= The problem =
Could you retype everything from the line containing "Could you point out the white shorts" down to the end of the records below, word for word, including both the first and last lines?

= Records supplied =
···
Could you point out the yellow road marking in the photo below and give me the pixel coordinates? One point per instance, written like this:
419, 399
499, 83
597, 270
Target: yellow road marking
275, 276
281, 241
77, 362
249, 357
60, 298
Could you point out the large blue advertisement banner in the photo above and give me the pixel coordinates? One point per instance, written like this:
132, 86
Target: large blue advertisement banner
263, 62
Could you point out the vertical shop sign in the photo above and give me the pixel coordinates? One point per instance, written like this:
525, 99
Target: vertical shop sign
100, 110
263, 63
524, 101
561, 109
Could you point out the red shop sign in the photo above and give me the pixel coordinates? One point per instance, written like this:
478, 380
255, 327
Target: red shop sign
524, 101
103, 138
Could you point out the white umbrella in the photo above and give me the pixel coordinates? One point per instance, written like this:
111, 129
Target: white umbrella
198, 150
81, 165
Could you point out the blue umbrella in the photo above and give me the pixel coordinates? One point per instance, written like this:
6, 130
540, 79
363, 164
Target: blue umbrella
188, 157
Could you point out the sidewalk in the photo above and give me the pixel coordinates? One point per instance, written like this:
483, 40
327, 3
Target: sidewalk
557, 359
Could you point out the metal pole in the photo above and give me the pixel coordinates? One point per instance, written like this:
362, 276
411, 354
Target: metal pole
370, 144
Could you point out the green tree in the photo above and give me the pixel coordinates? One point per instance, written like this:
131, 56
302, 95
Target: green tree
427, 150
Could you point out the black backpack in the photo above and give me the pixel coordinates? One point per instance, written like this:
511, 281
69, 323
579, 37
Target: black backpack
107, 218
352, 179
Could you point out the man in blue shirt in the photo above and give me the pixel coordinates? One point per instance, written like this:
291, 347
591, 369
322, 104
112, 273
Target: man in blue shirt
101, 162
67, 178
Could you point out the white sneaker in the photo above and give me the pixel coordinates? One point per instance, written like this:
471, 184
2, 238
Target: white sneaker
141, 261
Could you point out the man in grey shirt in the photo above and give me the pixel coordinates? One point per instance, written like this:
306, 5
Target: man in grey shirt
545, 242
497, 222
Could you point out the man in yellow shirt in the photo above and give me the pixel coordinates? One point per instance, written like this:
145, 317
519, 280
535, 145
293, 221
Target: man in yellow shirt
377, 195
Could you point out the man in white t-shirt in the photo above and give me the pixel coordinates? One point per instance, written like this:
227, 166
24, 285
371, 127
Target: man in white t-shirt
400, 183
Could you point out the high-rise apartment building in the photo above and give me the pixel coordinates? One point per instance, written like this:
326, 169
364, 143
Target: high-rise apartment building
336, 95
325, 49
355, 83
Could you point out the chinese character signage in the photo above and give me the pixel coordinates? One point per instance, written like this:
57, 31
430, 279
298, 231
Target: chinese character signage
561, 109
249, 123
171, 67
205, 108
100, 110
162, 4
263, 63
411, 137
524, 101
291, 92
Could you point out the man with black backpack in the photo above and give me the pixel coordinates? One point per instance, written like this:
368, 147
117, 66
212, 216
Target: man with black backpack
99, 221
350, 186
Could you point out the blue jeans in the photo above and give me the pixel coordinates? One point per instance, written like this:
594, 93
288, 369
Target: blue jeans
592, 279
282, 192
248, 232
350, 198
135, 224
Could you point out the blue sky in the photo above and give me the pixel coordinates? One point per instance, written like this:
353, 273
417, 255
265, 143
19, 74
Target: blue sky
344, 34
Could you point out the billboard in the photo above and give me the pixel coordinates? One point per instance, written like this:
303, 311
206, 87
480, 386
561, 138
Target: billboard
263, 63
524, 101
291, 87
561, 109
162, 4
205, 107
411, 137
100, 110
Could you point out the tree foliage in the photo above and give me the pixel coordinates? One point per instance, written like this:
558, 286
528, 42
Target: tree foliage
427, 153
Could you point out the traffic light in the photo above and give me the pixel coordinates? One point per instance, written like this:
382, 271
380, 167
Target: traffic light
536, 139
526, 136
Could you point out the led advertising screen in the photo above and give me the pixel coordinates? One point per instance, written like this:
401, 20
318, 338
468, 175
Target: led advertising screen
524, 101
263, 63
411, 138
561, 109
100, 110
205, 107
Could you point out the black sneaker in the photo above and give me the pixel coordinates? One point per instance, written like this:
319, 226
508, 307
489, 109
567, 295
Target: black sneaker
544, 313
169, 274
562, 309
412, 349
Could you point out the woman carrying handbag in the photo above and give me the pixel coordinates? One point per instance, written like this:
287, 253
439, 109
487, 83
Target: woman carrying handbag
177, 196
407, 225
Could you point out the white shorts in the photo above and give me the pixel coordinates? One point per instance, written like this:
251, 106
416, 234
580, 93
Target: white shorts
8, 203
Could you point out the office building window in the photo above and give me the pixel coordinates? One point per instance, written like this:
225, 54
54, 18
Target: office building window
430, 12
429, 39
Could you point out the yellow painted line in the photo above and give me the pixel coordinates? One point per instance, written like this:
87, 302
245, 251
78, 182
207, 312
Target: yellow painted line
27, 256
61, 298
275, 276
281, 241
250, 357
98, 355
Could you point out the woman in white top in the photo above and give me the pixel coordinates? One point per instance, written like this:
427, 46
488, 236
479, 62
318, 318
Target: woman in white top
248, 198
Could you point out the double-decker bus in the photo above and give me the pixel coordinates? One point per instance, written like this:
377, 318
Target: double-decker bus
···
= Solution for this exercise =
Could you point out the white shorts in the photo above and give me the pixel coordinates? One point per instance, written like this:
251, 106
416, 234
580, 93
Target: white shorts
8, 203
Could you point out the office building window in the photo above and give me the pixel coordinates? One point per instance, written like this:
225, 54
54, 18
Target: office building window
430, 12
429, 39
Could you point out the yellow painted line in the photo above and give me the pixel coordinates? One point per instance, written like this:
87, 302
245, 251
78, 182
207, 312
Target: yellow painted line
27, 256
61, 298
275, 276
281, 241
250, 357
98, 355
Could you point out the woman in white top in the photo above and give me the pixel coordinates? One point per instance, written like this:
427, 46
488, 236
479, 62
318, 318
Target: woman in white top
248, 198
Could you point out the double-decker bus in the photo above and give me the pixel coordinates? One point per instance, written like this:
377, 318
Target: double-decker bus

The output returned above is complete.